[Opening TASK DATA section]

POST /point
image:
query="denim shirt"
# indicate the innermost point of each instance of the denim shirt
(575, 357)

[Closing TASK DATA section]
[Opening TASK DATA section]

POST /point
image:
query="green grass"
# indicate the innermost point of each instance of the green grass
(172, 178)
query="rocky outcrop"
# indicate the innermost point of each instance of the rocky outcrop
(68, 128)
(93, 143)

[Closing TASK DATA section]
[Opening TASK DATA section]

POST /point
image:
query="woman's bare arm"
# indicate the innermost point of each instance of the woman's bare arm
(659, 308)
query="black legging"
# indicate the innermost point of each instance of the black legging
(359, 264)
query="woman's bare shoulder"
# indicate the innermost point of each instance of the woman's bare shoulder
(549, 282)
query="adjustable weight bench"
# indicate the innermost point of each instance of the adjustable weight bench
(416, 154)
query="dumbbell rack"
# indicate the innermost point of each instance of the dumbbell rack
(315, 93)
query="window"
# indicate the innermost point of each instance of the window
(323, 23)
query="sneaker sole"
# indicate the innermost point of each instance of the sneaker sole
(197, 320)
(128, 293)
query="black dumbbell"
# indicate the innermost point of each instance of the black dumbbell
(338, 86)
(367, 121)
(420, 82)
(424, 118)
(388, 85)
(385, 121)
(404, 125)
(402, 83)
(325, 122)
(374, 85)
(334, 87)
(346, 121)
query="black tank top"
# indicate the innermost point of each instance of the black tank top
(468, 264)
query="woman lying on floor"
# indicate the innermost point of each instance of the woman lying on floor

[Closing TASK DATA section]

- **REQUIRED ACTION**
From the records above, extract exactly and only the lines that begin at the line with "# indicate the innermost point of each instance of the sneaker" and stop after the line with "the woman lying on floor".

- **SOLUTION**
# indicate the innermost point of each instance of the sneaker sole
(197, 320)
(128, 293)
query="black dumbbell"
# indicate the innermost point of each instance of the black dumbbell
(338, 86)
(367, 121)
(420, 82)
(424, 118)
(388, 85)
(385, 121)
(404, 125)
(402, 83)
(325, 122)
(374, 85)
(334, 87)
(346, 121)
query="black tank top"
# indicate the innermost point of each instance of the black tank top
(468, 264)
query="woman lying on floor"
# indicate the innermost point of each instance of the woman lying on floor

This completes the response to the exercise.